§ **Text block**
William Choe Frank
CS194-26 Proj6A

Image Warping and Mosaicing

Overview

The goal of this project is take two or more photographs and create an image mosaic by registering, projective warping, resampling, and compositing them. For this part A of the project, we manually selected corrispondence points between the 2 images we wished to combine into a mosaic. In part B, that process will be automated.

We will first discuss recovering homographies. Then we will show how those recovered homography matricies H can be used to warp images. Finally, we will then show how those warped images can be used to create a mosaic using linear blending.

Selecting Corrispondence Points

With the number of corrispondence points n being 4, we have enough information to recover the homography matrix, which will be shown in the next step, but in order to reduce noise and provide a more stable image, more than 4 points should be provided to make an overdetermined system.

Furthermore, points should be selected that corrispond to the same "object." Below is an example of this with 2 pictures of my laptop on my desk.

Note: For showing rectified images, this is slightly different and will be explained in it's own section

Corrispondence1 Corrispondence2

Recovering Homographies and Warping Images

The first step in creating a mosaic is to warp the images so they appear to be on the same "plane". We can project an image imA to the plane of a target image imB by recovering the Homography matrix H that captures this transformation.

Computing the homography matrix for a projection of imA -> imB is as shown by the matrix equation (Ax = b) below. Every 2 rows of A corrisponds to a single corrispondence point where x_1, y_1 are the x,y coordinates of the ith corrispondence point in imA, and x_1`,y_1` corrisponds to the x,y coordinates of the ith corrispondnce point in imB.

homography

You can then use a least squares solver to solve for b which contains the entries of the H matrix.

With H, you can project imA to imB. To achieve this, I used the inverse warping technique that I used in project 4 to determine the new pixel values of image A, imA`.

Image Rectification

Using H, you can project single images into different "views" by e.g. clicking on four points that you know are a certain shape (i.e. square or rectangle), then setting the next set of 4 points to a programmically defined shape. In this case, imA and imB are the same image when computing H and doing warping, but what differs here are the 2 sets of 4 corrispondence you select. My results for this are below. The first image is the original followed by the rectified image.

For this sign, we know that it actually represents a rectangle so rectify the sign to show that.
heaven hell0 heaven hell1

For this table with drinks, we use the square pattern in the tile in the upper table to rectify this image from a top down view.

(Stored data entries)
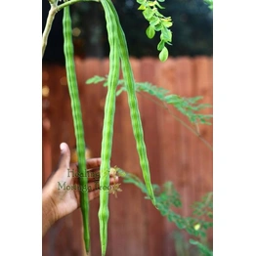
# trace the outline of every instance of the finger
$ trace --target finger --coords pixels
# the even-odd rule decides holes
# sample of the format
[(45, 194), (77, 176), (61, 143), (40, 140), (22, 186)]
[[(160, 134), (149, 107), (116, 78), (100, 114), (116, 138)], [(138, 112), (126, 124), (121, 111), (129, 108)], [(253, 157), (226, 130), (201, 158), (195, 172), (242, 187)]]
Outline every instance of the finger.
[(62, 143), (60, 145), (61, 149), (61, 157), (58, 164), (58, 169), (60, 168), (69, 168), (69, 162), (70, 162), (70, 149), (65, 143)]

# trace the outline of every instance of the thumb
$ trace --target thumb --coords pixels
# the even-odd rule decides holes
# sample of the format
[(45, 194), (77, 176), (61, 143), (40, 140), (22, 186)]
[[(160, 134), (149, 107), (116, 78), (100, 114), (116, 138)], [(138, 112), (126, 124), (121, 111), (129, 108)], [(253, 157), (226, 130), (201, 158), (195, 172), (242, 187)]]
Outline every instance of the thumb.
[(58, 164), (58, 168), (69, 168), (70, 164), (70, 149), (65, 143), (60, 145), (61, 149), (61, 157)]

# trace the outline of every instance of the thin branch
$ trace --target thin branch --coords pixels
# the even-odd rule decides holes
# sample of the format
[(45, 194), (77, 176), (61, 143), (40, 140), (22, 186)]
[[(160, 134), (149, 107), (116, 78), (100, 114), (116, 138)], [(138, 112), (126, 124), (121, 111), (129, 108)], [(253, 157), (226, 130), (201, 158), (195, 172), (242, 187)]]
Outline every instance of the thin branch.
[[(140, 93), (140, 92), (139, 92)], [(194, 131), (191, 126), (189, 126), (185, 121), (183, 121), (181, 118), (179, 118), (177, 115), (175, 115), (171, 110), (170, 108), (168, 107), (168, 106), (166, 105), (166, 103), (162, 103), (159, 104), (157, 101), (151, 99), (150, 97), (149, 97), (148, 95), (146, 94), (142, 94), (140, 93), (141, 95), (143, 95), (144, 97), (148, 98), (149, 101), (153, 102), (154, 104), (164, 107), (169, 114), (171, 114), (173, 116), (174, 119), (176, 119), (177, 121), (179, 121), (182, 125), (184, 125), (188, 130), (190, 130), (191, 132), (192, 132), (196, 137), (198, 137), (204, 144), (205, 146), (210, 149), (210, 150), (213, 150), (212, 149), (212, 146), (206, 141), (204, 140), (200, 134), (198, 134), (196, 131)]]
[(45, 52), (45, 48), (47, 46), (48, 36), (49, 36), (49, 33), (51, 31), (51, 28), (52, 28), (52, 24), (53, 24), (53, 21), (54, 21), (54, 19), (55, 19), (55, 15), (66, 6), (69, 6), (69, 5), (78, 3), (78, 2), (88, 2), (88, 1), (100, 2), (100, 0), (71, 0), (71, 1), (64, 2), (64, 3), (58, 6), (58, 0), (55, 0), (55, 1), (50, 0), (49, 1), (50, 5), (51, 5), (51, 9), (49, 11), (47, 21), (46, 21), (46, 25), (45, 25), (44, 32), (43, 32), (42, 58), (44, 57), (44, 52)]
[(46, 25), (43, 32), (43, 38), (42, 38), (42, 58), (44, 57), (45, 48), (47, 46), (48, 36), (52, 28), (52, 24), (55, 19), (55, 15), (57, 14), (57, 4), (51, 4), (51, 9), (49, 11)]
[(100, 0), (71, 0), (71, 1), (67, 1), (64, 2), (64, 4), (61, 4), (57, 7), (57, 11), (61, 11), (62, 9), (64, 9), (64, 7), (68, 6), (68, 5), (72, 5), (78, 2), (100, 2)]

§ **Short exercise**
Update the image warping write-up, starting with "Furthermore, points should" and going on through "captures this transformation.", and swap "laptop" for "tablet".

§ **Answer in full**
Furthermore, points should be selected that corrispond to the same "object." Below is an example of this with 2 pictures of my tablet on my desk.

Note: For showing rectified images, this is slightly different and will be explained in it's own section

Corrispondence1 Corrispondence2

Recovering Homographies and Warping Images

The first step in creating a mosaic is to warp the images so they appear to be on the same "plane". We can project an image imA to the plane of a target image imB by recovering the Homography matrix H that captures this transformation.